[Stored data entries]
+---+
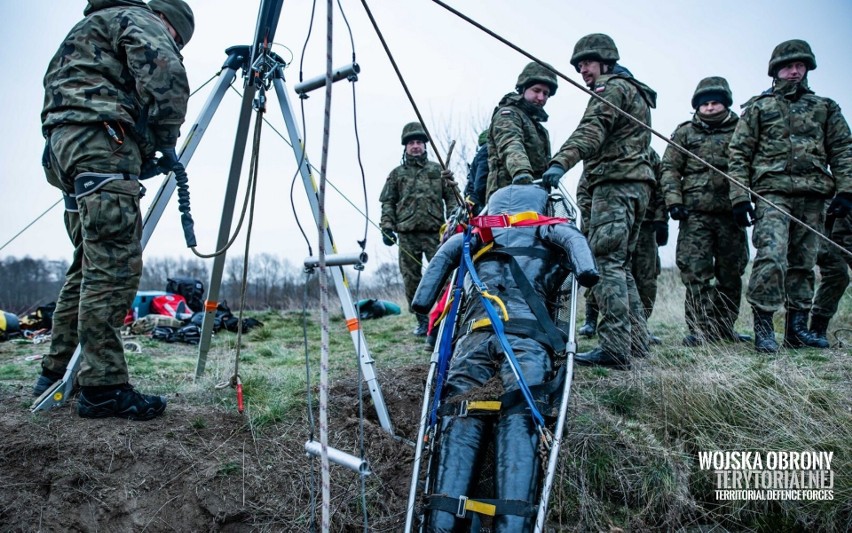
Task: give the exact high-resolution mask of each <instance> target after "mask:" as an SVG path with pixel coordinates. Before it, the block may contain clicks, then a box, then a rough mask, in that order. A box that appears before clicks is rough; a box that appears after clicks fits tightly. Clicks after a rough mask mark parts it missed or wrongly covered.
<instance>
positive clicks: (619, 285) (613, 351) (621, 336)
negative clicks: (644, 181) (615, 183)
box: [575, 182, 650, 369]
mask: <svg viewBox="0 0 852 533" xmlns="http://www.w3.org/2000/svg"><path fill="white" fill-rule="evenodd" d="M649 197H650V186H649V185H648V184H646V183H642V182H635V183H618V184H610V183H604V184H601V185H598V186H597V187H595V189H594V191H593V196H592V216H591V222H590V225H589V245H590V248H591V250H592V253H593V254H594V256H595V262H596V263H597V266H598V271H599V272H600V276H601V278H600V282H598V284H597V285H595V287H594V289H593V292H594V295H595V300H596V301H597V303H598V306H599V307H600V313H601V316H600V323H599V325H598V338H599V339H600V346H599V347H598V348H596V349H594V350H592V351H591V352H585V353H581V354H577V357H576V359H575V360H576V361H577V363H578V364H585V365H601V366H611V367H613V368H617V369H627V368H630V354H631V353H632V351H633V346H632V344H633V343H634V342H636V341H637V340H638V335H644V336H647V323H646V321H645V317H644V313H638V316H637V313H636V312H635V310H636V309H640V310H641V302H638V301H637V302H636V304H635V305H634V306H633V307H632V308H631V295H630V288H629V281H628V271H629V270H630V260H631V255H632V253H633V251H634V250H635V248H636V242H637V241H638V238H639V228H640V225H641V219H640V217H641V216H642V215H644V213H645V209H646V208H647V206H648V199H649ZM633 291H634V296H635V298H636V299H637V300H638V293H637V292H636V290H635V284H634V289H633ZM631 309H633V311H631ZM634 324H635V327H636V328H637V332H636V333H637V337H636V338H634V335H633V334H632V328H633V327H634ZM640 330H641V331H640ZM641 344H642V345H644V346H645V347H646V349H647V339H646V340H645V342H644V343H641Z"/></svg>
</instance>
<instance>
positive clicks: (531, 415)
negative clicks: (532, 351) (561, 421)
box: [462, 233, 544, 431]
mask: <svg viewBox="0 0 852 533" xmlns="http://www.w3.org/2000/svg"><path fill="white" fill-rule="evenodd" d="M462 263H463V264H467V270H468V272H469V273H470V278H471V281H473V284H474V285H475V286H476V289H477V291H478V292H479V299H480V300H481V301H482V306H483V307H484V308H485V312H486V313H488V318H490V319H491V327H493V328H494V333H495V334H496V336H497V340H498V341H499V342H500V346H501V347H502V348H503V352H504V353H505V354H506V359H508V361H509V366H510V367H511V368H512V372H513V373H514V374H515V379H517V380H518V388H519V389H520V390H521V391H522V393H523V395H524V399H525V400H526V402H527V405H529V408H530V415H531V416H532V418H533V421H534V422H535V423H536V425H537V426H538V427H539V429H540V431H543V430H544V418H542V416H541V413H539V412H538V409H537V408H536V406H535V402H534V400H533V398H532V394H530V391H529V387H527V383H526V381H525V380H524V376H523V374H522V373H521V365H520V363H518V359H517V358H516V357H515V352H514V351H513V350H512V346H511V345H510V344H509V340H508V339H507V338H506V333H505V331H504V329H503V322H502V320H500V317H499V316H498V315H497V311H495V309H494V306H492V305H491V302H490V301H489V300H488V297H487V296H490V295H488V289H487V287H485V285H484V284H483V283H482V281H481V280H480V279H479V276H477V275H476V269H475V268H474V266H473V259H472V258H471V256H470V233H466V234H465V241H464V246H463V248H462Z"/></svg>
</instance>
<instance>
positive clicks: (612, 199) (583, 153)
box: [542, 33, 657, 369]
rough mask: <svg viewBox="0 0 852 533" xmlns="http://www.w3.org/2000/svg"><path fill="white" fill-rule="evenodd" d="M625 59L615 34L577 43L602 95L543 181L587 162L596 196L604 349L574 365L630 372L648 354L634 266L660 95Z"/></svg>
mask: <svg viewBox="0 0 852 533" xmlns="http://www.w3.org/2000/svg"><path fill="white" fill-rule="evenodd" d="M618 59H619V55H618V49H617V48H616V47H615V43H614V42H613V41H612V39H611V38H610V37H609V36H608V35H604V34H600V33H594V34H591V35H586V36H585V37H582V38H581V39H580V40H579V41H578V42H577V44H576V45H575V46H574V54H573V55H572V57H571V64H572V65H574V68H576V69H577V72H579V73H580V74H581V75H582V76H583V81H585V82H586V85H588V87H589V88H590V89H591V90H592V91H593V92H594V93H595V94H596V95H597V96H599V97H600V98H591V99H590V100H589V104H588V107H587V108H586V112H585V114H584V115H583V118H582V119H581V121H580V124H579V126H578V127H577V129H576V130H575V131H574V133H572V134H571V136H570V137H569V138H568V140H567V141H565V143H564V144H563V145H562V147H561V148H560V149H559V152H557V154H556V155H555V156H554V157H553V159H552V160H551V163H550V167H549V168H548V169H547V170H546V171H545V172H544V174H543V175H542V182H543V183H544V184H545V185H549V186H551V187H554V186H556V185H557V184H558V183H559V180H560V178H561V177H562V176H563V175H564V174H565V172H566V171H567V170H568V169H570V168H571V167H573V166H574V165H576V164H577V163H579V162H580V161H581V160H582V161H583V162H584V172H585V173H586V176H587V179H588V183H589V191H590V193H591V195H592V206H591V216H590V218H589V223H588V227H589V241H590V243H589V244H590V245H591V248H592V253H594V254H595V260H596V261H597V264H598V270H599V271H600V274H601V281H600V283H599V284H598V285H596V286H595V289H594V295H595V300H596V301H597V302H598V305H599V306H600V313H601V322H600V326H599V327H598V336H599V338H600V346H599V347H597V348H595V349H594V350H592V351H590V352H586V353H581V354H578V355H577V357H576V359H575V360H576V361H577V362H578V363H579V364H584V365H592V364H593V365H602V366H611V367H613V368H618V369H627V368H630V358H631V356H636V357H643V356H644V355H645V354H646V353H647V350H648V326H647V322H646V320H645V313H644V311H643V309H642V302H641V300H640V298H639V294H638V292H637V289H636V282H635V280H634V278H633V273H632V272H631V261H632V256H633V254H634V253H635V251H636V244H637V242H638V240H639V230H640V228H641V226H642V220H643V219H644V217H645V211H646V210H647V208H648V203H649V202H650V199H651V193H652V190H653V188H654V183H655V181H656V179H655V177H654V170H653V167H652V166H651V156H650V144H651V133H650V130H649V129H646V128H645V127H643V126H642V125H641V124H645V125H647V126H650V125H651V108H653V107H655V106H656V100H657V95H656V93H655V92H654V91H653V90H651V88H649V87H648V86H647V85H645V84H643V83H641V82H640V81H638V80H637V79H636V78H634V77H633V76H632V75H631V74H630V73H629V71H627V69H624V68H623V67H621V66H620V65H617V64H616V62H617V61H618ZM602 100H606V101H607V102H610V103H611V104H613V105H615V106H616V107H618V108H620V109H622V110H624V111H625V112H627V113H628V114H630V115H631V116H632V117H634V118H636V119H637V120H638V121H639V122H640V123H641V124H636V123H635V122H633V121H631V120H628V119H627V118H625V117H623V116H622V115H621V114H620V113H618V112H616V111H615V110H614V109H613V108H612V107H610V105H607V104H606V103H604V102H603V101H602Z"/></svg>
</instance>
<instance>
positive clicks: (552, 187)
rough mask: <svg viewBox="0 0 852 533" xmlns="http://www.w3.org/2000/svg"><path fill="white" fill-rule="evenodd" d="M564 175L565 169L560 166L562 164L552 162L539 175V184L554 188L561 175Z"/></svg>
mask: <svg viewBox="0 0 852 533" xmlns="http://www.w3.org/2000/svg"><path fill="white" fill-rule="evenodd" d="M564 175H565V169H564V168H562V165H558V164H556V163H554V164H552V165H550V168H548V169H547V170H545V171H544V174H542V175H541V184H542V185H544V186H545V187H550V188H551V189H555V188H556V187H558V186H559V180H560V179H562V176H564Z"/></svg>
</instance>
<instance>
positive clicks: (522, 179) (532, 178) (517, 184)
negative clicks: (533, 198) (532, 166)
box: [512, 172, 533, 185]
mask: <svg viewBox="0 0 852 533" xmlns="http://www.w3.org/2000/svg"><path fill="white" fill-rule="evenodd" d="M532 182H533V177H532V174H528V173H526V172H522V173H520V174H518V175H517V176H515V177H514V178H512V185H529V184H530V183H532Z"/></svg>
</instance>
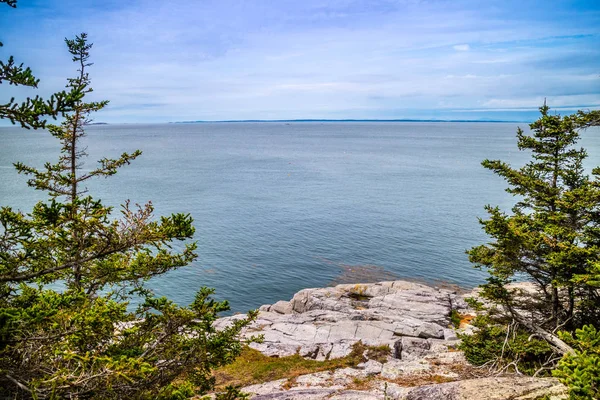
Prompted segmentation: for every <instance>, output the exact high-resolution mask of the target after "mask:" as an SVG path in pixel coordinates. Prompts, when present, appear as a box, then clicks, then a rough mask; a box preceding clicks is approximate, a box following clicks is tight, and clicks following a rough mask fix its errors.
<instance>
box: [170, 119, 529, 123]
mask: <svg viewBox="0 0 600 400" xmlns="http://www.w3.org/2000/svg"><path fill="white" fill-rule="evenodd" d="M225 122H279V123H282V122H287V123H289V122H512V123H515V122H530V121H525V120H523V121H517V120H514V121H513V120H510V121H505V120H493V119H477V120H473V119H312V118H308V119H232V120H217V121H203V120H198V121H173V122H169V124H206V123H225Z"/></svg>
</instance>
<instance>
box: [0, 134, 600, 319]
mask: <svg viewBox="0 0 600 400" xmlns="http://www.w3.org/2000/svg"><path fill="white" fill-rule="evenodd" d="M520 125H521V126H522V127H523V128H525V125H526V124H520ZM516 128H517V124H509V123H290V124H285V123H215V124H182V125H179V124H162V125H105V126H92V127H90V128H89V130H88V135H89V136H88V138H87V139H86V145H87V146H88V153H89V154H90V157H89V163H92V162H93V161H94V160H97V159H99V158H100V157H103V156H117V155H119V154H120V153H122V152H123V151H131V150H134V149H142V150H143V151H144V154H143V156H142V157H141V158H139V159H138V160H137V161H135V162H134V163H133V164H132V165H130V166H127V167H125V168H123V169H122V170H121V172H120V173H119V174H117V175H116V176H114V177H111V178H109V179H106V180H99V181H96V182H94V183H92V184H90V185H89V186H88V187H89V189H90V192H91V194H92V195H94V196H95V197H98V198H102V199H103V200H105V203H107V204H110V205H114V206H118V205H119V204H122V203H123V202H124V200H126V199H131V201H132V202H137V203H145V202H147V201H149V200H151V201H152V202H153V204H154V205H155V206H156V211H157V214H159V215H160V214H168V213H172V212H189V213H191V214H192V215H193V217H194V220H195V226H196V228H197V230H196V240H197V241H198V245H199V254H200V257H199V258H198V260H197V261H196V262H195V263H193V264H192V265H190V266H188V267H185V268H182V269H180V270H177V271H173V272H171V273H169V274H167V275H165V276H162V277H159V278H156V279H155V280H154V281H152V286H153V288H155V290H156V291H157V292H158V293H160V294H164V295H167V296H169V297H171V298H173V299H174V300H176V301H177V302H179V303H181V304H185V303H189V302H190V301H191V300H192V298H193V295H194V293H195V291H196V290H197V289H198V288H199V287H200V286H203V285H204V286H210V287H214V288H216V289H217V297H218V298H226V299H228V300H230V302H231V305H232V309H233V310H234V311H246V310H248V309H251V308H256V307H258V306H260V305H261V304H265V303H273V302H275V301H277V300H280V299H288V298H290V297H291V296H292V294H293V293H295V292H296V291H298V290H300V289H302V288H307V287H320V286H325V285H328V284H331V283H332V282H344V281H350V280H353V279H360V280H363V281H365V280H371V281H373V280H377V279H383V278H389V277H397V278H404V279H406V278H408V279H417V280H423V281H426V282H435V281H447V282H451V283H456V284H459V285H461V286H465V287H469V286H473V285H476V284H478V283H481V282H482V281H483V280H484V277H485V274H484V273H482V272H480V271H477V270H475V269H473V267H472V266H471V265H470V264H469V262H468V260H467V257H466V255H465V249H468V248H470V247H471V246H474V245H477V244H479V243H482V242H485V241H486V237H485V235H484V233H483V232H482V231H481V229H480V226H479V224H478V222H477V218H478V217H484V216H485V213H484V211H483V207H484V205H485V204H494V205H500V206H501V207H504V208H509V207H510V205H511V204H512V198H511V196H510V195H508V194H507V193H505V192H504V188H505V184H504V182H503V180H502V179H501V178H499V177H496V176H495V175H493V174H492V173H491V172H489V171H487V170H484V169H483V168H482V167H481V166H480V162H481V160H483V159H484V158H492V159H502V160H505V161H508V162H510V163H511V164H513V165H521V164H523V163H524V162H525V161H526V160H527V154H526V153H523V152H519V151H518V150H517V148H516V139H515V130H516ZM598 133H600V132H599V131H598V130H589V131H587V132H584V133H583V138H582V141H581V144H582V145H583V146H584V147H586V148H587V149H588V151H589V153H590V157H589V159H588V162H587V167H588V168H591V167H592V166H596V165H600V135H598ZM58 149H59V148H58V144H57V143H56V141H55V140H54V139H53V138H52V137H50V135H49V134H47V133H45V132H42V131H24V130H20V129H17V128H0V182H1V186H0V205H10V206H13V207H15V208H19V209H21V210H23V211H28V210H30V209H31V207H32V206H33V204H34V203H35V202H36V201H37V200H39V199H40V198H42V193H40V192H36V191H34V190H32V189H30V188H27V187H26V185H25V181H26V178H25V177H23V176H19V175H17V174H16V172H15V171H14V169H13V167H12V163H13V162H15V161H23V162H25V163H28V164H31V165H34V166H41V165H42V164H43V162H44V161H54V160H56V156H57V154H58Z"/></svg>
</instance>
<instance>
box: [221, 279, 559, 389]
mask: <svg viewBox="0 0 600 400" xmlns="http://www.w3.org/2000/svg"><path fill="white" fill-rule="evenodd" d="M515 287H516V288H518V289H523V290H528V289H529V286H528V285H527V284H517V285H515ZM464 297H468V295H461V294H458V293H456V292H454V291H452V290H448V289H440V288H432V287H428V286H425V285H421V284H417V283H413V282H405V281H394V282H380V283H376V284H358V285H339V286H336V287H333V288H324V289H305V290H302V291H300V292H298V293H297V294H296V295H295V296H294V297H293V298H292V300H290V301H279V302H277V303H275V304H273V305H267V306H263V307H261V308H260V313H259V316H258V319H257V321H255V322H254V323H253V324H252V326H250V327H249V328H248V329H247V332H246V333H245V334H246V335H256V334H260V333H262V334H263V335H264V338H265V340H264V342H263V343H255V344H252V347H254V348H255V349H258V350H259V351H261V352H263V353H264V354H267V355H270V356H286V355H292V354H296V353H298V354H300V355H301V356H303V357H307V358H313V359H317V360H325V359H332V358H338V357H343V356H346V355H348V354H349V353H350V352H351V351H352V347H353V345H354V344H355V343H356V342H358V341H362V342H363V343H365V344H368V345H389V346H390V356H391V357H388V359H387V360H386V362H384V363H380V362H378V361H375V360H369V359H367V358H368V357H366V355H367V354H368V352H367V351H366V352H365V353H364V354H363V356H364V357H365V362H363V363H360V364H358V365H357V367H356V368H342V369H338V370H335V371H323V372H317V373H313V374H307V375H303V376H299V377H297V378H296V379H293V380H290V381H288V380H286V379H280V380H278V381H273V382H266V383H263V384H259V385H253V386H249V387H246V388H243V389H242V390H243V391H244V392H247V393H251V394H252V395H253V397H252V398H253V399H255V400H270V399H272V400H284V399H286V400H287V399H289V400H296V399H298V400H300V399H309V400H310V399H337V400H375V399H377V400H379V399H381V400H384V399H385V400H387V399H399V400H416V399H420V400H437V399H447V400H471V399H478V400H504V399H506V400H508V399H511V400H539V399H542V398H544V396H547V397H548V398H549V399H551V400H560V399H566V388H565V387H564V386H562V385H561V384H559V383H558V381H556V380H554V379H540V378H529V377H523V376H503V377H488V378H479V379H466V380H460V379H461V377H463V379H464V377H465V376H469V377H471V376H472V375H471V374H470V373H465V372H464V371H465V369H467V370H468V368H469V367H468V366H467V364H466V360H465V357H464V354H463V353H462V352H460V351H456V350H455V349H456V346H457V345H458V343H460V340H459V339H458V337H457V335H456V330H454V329H452V328H451V327H450V317H449V316H450V312H451V310H457V311H458V312H459V313H461V314H465V313H469V312H470V310H469V309H468V307H467V304H466V302H465V301H464ZM241 317H242V316H232V317H227V318H223V319H221V320H219V321H217V326H218V327H220V328H223V327H226V326H227V325H228V324H230V323H231V322H232V321H234V320H235V319H236V318H241ZM471 329H473V328H472V327H471V326H470V325H467V326H466V327H464V326H463V327H461V329H460V330H459V331H460V332H468V331H469V330H471ZM471 372H472V371H471ZM440 377H441V378H444V379H448V380H455V381H453V382H447V383H440V384H432V385H423V384H422V385H421V386H417V387H414V386H412V385H414V384H415V383H418V382H423V383H426V382H436V381H438V380H437V379H439V378H440ZM392 381H393V382H392ZM403 384H404V386H403ZM357 388H359V389H360V390H356V389H357Z"/></svg>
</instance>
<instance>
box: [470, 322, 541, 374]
mask: <svg viewBox="0 0 600 400" xmlns="http://www.w3.org/2000/svg"><path fill="white" fill-rule="evenodd" d="M472 323H473V325H475V326H476V327H478V330H477V331H476V332H475V333H474V334H472V335H460V337H461V339H462V341H461V344H460V346H459V349H460V350H462V351H464V353H465V357H466V358H467V360H468V361H469V362H470V363H471V364H474V365H478V366H480V365H484V364H490V367H492V368H493V369H495V370H497V371H499V370H503V369H510V370H515V368H516V369H518V371H520V372H522V373H526V374H533V373H535V372H536V371H537V370H538V369H539V368H541V367H542V366H543V365H544V363H545V362H546V360H548V359H549V358H550V357H551V356H552V349H551V348H550V346H549V345H548V343H546V341H543V340H537V339H531V340H530V334H529V333H528V332H527V331H525V330H523V329H520V328H519V327H515V326H511V325H510V324H507V325H500V324H497V323H495V322H493V321H491V320H490V318H489V317H486V316H480V317H477V318H476V319H475V320H473V322H472ZM509 330H510V331H509ZM511 363H512V366H510V364H511Z"/></svg>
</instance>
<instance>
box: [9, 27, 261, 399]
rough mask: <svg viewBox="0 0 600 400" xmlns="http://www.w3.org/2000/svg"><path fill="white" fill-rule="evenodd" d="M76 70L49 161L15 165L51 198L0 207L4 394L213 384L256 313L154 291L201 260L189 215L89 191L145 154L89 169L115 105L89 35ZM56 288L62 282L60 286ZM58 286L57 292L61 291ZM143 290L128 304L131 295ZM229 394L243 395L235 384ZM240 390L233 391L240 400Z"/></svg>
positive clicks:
+---+
» EXERCISE GOAL
Whenever a line in the records contains the word "positive", copy that line.

» OUTPUT FOR THIS EXERCISE
positive clicks: (619, 285) (613, 351) (621, 336)
positive clicks: (531, 415)
positive clicks: (612, 199) (583, 153)
positive clicks: (552, 187)
positive clicks: (522, 179) (532, 178) (517, 184)
positive clicks:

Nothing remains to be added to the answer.